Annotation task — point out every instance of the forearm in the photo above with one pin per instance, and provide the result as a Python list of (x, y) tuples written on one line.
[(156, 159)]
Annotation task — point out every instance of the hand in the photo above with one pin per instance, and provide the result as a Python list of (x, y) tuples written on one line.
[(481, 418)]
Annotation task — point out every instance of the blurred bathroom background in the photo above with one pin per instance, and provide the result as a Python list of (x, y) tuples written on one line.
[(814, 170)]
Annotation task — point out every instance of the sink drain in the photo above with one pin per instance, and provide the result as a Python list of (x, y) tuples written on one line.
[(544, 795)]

═══

Could you rescale the data above by rewriting every line of it, including the lines without coordinate lists, with each x and y coordinate in the answers multiplied by 0.65 and rounded to a whole number, halves rounded up?

Annotation task — point out every instance of the forearm in the photo above with one pin per instance, and provide the result as a Python list of (x, y) tuples written on one line.
[(101, 103)]
Annotation task — point out every instance of the hand in the photo above with one pin per instance, and provide the result as a Python list of (x, y) tuples written on one line.
[(313, 272)]
Annotation task — point out every instance of the blurred bathroom background in the photo above with one pin per instance, and provide the result as a Python list of (x, y) tuples written on one line.
[(529, 111)]
Annotation task — point out every instance of the sink drain in the photo above with one pin per instance, and provide the result as a Python list of (x, y) tuples written on one line.
[(354, 517)]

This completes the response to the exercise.